§ **The records**
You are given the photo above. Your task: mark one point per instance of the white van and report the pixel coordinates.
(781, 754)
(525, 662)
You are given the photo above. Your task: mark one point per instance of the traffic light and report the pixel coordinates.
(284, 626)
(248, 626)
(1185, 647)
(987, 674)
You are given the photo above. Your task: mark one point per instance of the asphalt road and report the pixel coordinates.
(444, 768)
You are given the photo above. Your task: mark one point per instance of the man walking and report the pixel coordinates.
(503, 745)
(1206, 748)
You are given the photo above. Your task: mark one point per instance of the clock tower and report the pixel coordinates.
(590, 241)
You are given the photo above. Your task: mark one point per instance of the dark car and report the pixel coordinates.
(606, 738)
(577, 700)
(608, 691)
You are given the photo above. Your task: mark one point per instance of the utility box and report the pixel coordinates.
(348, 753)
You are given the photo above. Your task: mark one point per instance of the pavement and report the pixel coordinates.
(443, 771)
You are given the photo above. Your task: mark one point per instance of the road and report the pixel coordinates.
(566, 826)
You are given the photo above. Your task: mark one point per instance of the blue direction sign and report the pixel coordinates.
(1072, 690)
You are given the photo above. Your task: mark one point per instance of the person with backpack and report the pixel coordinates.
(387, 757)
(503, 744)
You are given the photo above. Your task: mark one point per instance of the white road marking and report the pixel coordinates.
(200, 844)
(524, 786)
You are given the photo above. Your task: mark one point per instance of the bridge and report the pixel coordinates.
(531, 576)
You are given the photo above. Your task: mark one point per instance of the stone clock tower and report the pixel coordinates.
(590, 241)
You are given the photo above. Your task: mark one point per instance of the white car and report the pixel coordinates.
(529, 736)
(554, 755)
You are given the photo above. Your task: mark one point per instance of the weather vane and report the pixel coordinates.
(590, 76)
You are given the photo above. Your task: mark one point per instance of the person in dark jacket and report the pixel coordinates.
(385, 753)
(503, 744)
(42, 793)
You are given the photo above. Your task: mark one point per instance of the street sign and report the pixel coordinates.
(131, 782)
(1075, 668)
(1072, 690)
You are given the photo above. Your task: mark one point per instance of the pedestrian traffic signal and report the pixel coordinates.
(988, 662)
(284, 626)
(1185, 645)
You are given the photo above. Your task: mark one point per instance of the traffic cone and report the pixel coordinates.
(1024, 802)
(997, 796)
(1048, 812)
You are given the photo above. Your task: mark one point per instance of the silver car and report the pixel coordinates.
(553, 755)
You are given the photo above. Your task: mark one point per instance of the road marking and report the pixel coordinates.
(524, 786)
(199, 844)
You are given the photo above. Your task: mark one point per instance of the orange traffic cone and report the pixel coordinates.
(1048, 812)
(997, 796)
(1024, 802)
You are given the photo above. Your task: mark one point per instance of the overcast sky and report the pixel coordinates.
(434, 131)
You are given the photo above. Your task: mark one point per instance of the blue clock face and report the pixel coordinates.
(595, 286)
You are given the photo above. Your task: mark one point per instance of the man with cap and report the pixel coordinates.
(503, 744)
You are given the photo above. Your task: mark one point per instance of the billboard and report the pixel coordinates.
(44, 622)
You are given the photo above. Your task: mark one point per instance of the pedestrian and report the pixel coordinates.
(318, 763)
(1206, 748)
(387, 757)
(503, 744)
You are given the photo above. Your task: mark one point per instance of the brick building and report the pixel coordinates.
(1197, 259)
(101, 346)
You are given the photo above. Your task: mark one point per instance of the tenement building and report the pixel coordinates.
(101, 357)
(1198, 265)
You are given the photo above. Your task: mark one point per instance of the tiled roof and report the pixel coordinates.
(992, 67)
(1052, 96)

---

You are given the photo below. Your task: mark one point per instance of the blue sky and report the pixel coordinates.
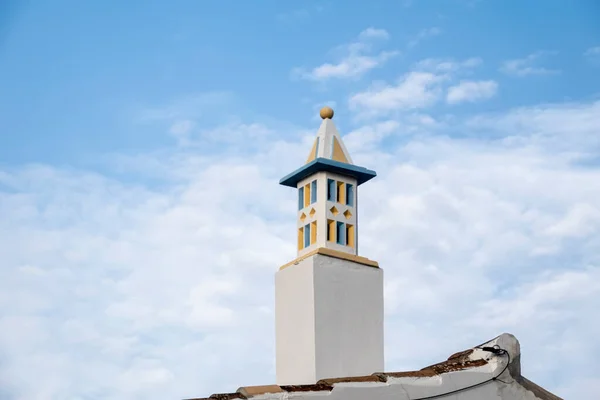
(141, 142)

§ **Exercise prompt**
Copy the material from the line with "vane and report the pixel coordinates." up to and including the line with "(1185, 645)", renaming "street sign" as "road sign" and keeping everything else the same.

§ **Output of the exercise**
You are given the photo above. Your task: mark one point per instance of the weather vane and report the pixel coordinates.
(590, 76)
You are given the photo above. Your task: mark one point per instance of the person in dark jacket and report the pixel coordinates.
(385, 753)
(503, 744)
(42, 793)
You are given the photo above. Your task: mark one point per instance of the road sign and report the pixel coordinates.
(131, 782)
(1075, 668)
(1072, 690)
You are given the photo above. Your task: mark one point per instance of the pedestrian traffic signal and report the pixel coordinates.
(988, 662)
(284, 626)
(1185, 645)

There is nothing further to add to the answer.